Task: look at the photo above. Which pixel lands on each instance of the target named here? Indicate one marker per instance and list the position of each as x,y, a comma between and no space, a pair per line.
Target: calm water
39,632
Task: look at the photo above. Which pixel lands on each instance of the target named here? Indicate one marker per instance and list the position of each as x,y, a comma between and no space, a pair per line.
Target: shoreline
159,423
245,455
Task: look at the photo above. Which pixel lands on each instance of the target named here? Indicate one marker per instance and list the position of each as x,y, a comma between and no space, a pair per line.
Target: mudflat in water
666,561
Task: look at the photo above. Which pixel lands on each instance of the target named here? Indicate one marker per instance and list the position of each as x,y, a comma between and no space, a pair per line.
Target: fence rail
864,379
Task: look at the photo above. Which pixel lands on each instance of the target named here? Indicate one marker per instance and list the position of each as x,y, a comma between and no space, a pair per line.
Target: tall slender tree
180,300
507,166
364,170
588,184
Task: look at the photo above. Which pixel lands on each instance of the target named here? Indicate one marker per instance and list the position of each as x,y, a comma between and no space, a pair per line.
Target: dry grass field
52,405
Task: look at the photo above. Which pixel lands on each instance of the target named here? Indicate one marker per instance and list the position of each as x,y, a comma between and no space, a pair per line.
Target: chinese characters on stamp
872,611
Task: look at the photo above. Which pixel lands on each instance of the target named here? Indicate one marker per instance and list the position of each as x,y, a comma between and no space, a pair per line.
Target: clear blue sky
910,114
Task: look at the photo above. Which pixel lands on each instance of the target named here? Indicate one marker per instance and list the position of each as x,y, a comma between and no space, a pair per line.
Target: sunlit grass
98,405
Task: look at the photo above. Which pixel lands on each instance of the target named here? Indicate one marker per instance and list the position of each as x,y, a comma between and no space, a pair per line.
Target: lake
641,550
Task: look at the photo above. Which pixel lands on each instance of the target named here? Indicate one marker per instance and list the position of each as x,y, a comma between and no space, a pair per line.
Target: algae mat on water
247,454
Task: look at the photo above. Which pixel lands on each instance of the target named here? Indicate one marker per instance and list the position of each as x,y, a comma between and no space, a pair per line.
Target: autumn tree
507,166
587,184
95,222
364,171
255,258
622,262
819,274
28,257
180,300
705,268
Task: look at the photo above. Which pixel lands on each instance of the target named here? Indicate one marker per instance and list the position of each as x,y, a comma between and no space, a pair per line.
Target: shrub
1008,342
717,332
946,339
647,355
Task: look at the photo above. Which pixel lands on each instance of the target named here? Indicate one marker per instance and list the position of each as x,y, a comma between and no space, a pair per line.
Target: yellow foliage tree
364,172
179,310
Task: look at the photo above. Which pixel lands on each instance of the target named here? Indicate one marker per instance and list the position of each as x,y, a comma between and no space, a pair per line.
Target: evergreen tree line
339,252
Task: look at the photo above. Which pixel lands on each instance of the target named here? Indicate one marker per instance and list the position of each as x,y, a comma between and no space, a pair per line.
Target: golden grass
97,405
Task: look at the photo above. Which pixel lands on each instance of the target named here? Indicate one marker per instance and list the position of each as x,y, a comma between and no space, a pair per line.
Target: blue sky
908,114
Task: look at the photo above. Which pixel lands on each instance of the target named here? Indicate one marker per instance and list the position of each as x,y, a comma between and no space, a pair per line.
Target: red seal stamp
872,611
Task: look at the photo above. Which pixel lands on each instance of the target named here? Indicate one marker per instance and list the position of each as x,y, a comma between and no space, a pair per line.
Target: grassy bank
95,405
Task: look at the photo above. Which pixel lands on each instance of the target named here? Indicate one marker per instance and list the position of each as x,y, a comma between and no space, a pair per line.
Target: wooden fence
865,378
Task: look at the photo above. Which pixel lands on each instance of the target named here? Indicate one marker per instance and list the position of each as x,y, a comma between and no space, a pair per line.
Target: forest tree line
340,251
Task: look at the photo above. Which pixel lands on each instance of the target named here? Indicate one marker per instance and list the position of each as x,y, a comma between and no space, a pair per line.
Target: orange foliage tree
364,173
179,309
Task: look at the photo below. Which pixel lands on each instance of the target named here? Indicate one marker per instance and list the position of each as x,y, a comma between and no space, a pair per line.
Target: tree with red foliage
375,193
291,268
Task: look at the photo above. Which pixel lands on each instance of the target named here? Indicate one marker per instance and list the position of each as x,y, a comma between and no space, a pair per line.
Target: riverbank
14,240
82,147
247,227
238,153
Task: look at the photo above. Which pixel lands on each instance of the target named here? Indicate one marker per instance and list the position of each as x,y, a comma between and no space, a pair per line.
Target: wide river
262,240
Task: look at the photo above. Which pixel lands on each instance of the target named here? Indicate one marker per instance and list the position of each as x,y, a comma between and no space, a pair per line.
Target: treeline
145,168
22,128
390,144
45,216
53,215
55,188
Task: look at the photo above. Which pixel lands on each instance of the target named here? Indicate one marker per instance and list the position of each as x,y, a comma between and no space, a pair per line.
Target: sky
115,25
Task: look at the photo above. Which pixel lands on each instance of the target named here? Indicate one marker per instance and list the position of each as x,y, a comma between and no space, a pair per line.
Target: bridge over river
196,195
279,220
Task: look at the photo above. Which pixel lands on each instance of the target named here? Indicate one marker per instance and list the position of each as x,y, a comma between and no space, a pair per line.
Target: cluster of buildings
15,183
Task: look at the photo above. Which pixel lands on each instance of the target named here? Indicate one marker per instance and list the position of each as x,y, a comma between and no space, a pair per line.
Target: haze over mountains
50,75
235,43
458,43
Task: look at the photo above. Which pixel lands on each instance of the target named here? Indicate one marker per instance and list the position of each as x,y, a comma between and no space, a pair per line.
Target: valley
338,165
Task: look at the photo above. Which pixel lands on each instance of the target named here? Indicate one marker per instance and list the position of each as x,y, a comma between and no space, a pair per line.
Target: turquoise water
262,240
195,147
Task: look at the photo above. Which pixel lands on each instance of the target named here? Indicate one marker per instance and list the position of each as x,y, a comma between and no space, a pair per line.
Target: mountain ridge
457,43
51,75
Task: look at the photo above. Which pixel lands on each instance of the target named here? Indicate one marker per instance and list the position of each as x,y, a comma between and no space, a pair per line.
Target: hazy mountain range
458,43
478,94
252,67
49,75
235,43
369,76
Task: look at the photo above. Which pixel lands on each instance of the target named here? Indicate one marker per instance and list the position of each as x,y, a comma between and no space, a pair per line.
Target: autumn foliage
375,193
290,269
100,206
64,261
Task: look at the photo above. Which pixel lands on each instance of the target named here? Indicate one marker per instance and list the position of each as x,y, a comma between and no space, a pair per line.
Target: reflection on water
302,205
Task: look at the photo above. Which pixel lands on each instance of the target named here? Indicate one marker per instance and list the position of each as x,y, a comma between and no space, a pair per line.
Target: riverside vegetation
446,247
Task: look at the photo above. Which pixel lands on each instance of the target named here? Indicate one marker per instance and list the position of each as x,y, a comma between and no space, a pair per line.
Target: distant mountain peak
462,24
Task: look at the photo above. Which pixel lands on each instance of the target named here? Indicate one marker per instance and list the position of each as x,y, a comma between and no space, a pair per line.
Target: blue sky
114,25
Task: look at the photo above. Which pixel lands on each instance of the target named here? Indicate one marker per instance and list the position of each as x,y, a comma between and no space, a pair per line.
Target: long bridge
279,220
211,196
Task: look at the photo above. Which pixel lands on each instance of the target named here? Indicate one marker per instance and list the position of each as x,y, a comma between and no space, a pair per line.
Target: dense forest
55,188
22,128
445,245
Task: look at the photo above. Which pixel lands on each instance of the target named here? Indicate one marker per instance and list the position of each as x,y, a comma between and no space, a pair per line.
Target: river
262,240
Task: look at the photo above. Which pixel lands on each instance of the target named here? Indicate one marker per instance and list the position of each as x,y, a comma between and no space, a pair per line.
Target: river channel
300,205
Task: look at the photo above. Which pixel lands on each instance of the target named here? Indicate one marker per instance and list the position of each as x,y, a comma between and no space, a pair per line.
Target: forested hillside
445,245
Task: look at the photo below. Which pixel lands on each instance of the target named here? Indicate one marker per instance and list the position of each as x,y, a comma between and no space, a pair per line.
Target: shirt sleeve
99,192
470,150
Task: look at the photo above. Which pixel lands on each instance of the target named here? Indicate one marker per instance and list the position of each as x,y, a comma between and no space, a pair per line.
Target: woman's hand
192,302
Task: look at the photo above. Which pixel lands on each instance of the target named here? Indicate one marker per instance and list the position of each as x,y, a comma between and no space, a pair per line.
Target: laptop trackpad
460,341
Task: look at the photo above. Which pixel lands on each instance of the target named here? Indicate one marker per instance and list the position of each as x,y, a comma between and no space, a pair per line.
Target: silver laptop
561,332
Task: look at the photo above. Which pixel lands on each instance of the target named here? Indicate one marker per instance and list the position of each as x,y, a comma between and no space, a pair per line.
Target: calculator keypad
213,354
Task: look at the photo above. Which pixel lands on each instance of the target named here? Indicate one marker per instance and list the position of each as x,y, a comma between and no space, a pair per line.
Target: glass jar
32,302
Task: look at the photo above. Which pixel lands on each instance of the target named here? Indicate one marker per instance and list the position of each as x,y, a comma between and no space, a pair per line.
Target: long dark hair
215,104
--
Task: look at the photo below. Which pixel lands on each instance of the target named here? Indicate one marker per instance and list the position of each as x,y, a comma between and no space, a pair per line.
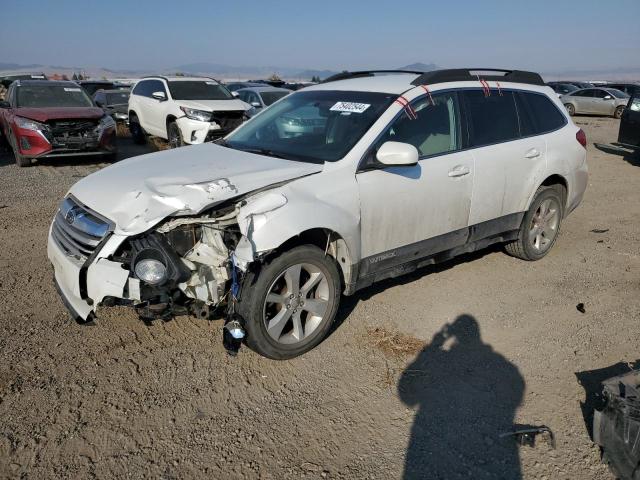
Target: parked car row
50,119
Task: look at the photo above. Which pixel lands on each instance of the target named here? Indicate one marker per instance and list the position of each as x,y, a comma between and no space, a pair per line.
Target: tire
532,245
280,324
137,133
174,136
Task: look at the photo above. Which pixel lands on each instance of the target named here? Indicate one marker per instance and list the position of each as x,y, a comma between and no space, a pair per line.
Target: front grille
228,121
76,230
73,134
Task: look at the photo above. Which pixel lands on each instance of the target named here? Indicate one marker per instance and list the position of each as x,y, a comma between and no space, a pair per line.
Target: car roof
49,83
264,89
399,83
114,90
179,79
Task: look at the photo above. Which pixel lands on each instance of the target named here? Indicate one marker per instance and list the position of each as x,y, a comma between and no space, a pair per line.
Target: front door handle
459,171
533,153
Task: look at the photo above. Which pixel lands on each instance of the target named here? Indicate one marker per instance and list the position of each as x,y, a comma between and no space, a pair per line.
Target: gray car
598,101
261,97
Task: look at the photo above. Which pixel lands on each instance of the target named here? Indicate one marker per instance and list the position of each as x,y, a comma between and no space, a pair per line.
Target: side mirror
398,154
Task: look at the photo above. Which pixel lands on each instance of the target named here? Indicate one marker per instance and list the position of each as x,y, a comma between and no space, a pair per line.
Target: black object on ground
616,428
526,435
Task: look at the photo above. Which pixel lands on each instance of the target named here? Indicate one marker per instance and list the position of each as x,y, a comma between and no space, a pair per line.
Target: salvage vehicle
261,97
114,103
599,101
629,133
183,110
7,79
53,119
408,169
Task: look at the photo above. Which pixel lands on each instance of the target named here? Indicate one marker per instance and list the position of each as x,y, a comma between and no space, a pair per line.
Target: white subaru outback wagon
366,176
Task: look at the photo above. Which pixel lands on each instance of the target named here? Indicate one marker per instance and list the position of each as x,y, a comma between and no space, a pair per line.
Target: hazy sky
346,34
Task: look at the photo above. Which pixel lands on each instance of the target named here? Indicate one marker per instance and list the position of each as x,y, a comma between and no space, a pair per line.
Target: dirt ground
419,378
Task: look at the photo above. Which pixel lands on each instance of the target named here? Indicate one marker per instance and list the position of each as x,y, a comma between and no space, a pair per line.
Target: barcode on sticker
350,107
* * *
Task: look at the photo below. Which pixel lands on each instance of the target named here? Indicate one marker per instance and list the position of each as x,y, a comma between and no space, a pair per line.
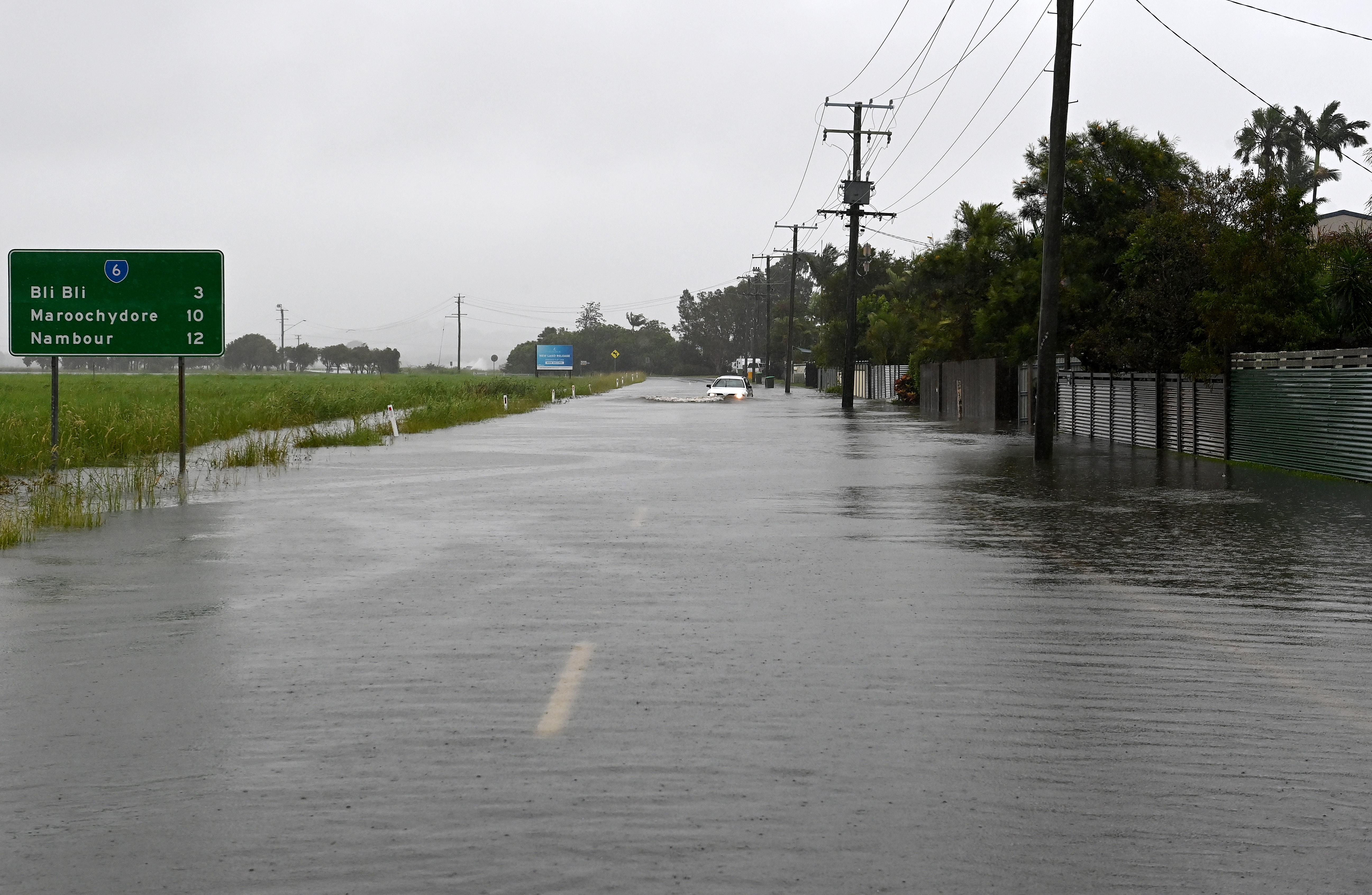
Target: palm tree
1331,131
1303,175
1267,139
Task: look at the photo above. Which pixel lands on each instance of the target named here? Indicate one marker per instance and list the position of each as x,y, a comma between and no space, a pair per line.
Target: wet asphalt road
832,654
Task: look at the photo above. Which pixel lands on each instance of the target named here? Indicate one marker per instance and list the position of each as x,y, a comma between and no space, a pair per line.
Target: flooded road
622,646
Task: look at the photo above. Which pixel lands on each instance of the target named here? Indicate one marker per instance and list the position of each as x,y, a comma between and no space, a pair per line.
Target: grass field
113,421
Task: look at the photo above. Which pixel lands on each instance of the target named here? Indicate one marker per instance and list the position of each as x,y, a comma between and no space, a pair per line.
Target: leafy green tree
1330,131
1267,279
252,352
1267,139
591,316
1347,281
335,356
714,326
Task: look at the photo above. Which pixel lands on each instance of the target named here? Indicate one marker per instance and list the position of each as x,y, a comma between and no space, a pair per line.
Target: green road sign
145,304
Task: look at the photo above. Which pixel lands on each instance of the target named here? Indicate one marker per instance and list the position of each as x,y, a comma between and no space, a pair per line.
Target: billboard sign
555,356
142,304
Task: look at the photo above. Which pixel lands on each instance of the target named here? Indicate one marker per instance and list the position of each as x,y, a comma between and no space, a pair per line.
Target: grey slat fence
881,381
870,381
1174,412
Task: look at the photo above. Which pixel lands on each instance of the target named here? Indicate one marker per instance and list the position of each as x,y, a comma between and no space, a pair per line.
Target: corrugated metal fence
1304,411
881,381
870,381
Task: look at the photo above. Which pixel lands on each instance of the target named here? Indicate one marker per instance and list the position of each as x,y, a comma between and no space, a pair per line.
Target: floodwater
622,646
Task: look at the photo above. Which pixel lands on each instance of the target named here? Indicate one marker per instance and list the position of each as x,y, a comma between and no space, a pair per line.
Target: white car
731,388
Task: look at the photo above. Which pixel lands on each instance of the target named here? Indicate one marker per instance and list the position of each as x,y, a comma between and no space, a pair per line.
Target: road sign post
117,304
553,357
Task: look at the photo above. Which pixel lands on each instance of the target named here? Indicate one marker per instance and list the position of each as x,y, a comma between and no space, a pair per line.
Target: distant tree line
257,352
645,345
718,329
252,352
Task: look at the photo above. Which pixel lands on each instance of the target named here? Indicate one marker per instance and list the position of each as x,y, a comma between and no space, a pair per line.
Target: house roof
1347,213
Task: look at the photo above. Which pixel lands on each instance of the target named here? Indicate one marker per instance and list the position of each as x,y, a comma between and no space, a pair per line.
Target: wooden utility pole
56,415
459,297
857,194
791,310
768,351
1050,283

▶ **INSTRUCTIONS FOR THE TASK**
Extract every line of the records above that contains the word "bridge", and note that case counts.

▶ **WRITTEN SOLUTION**
Target: bridge over river
Target: long bridge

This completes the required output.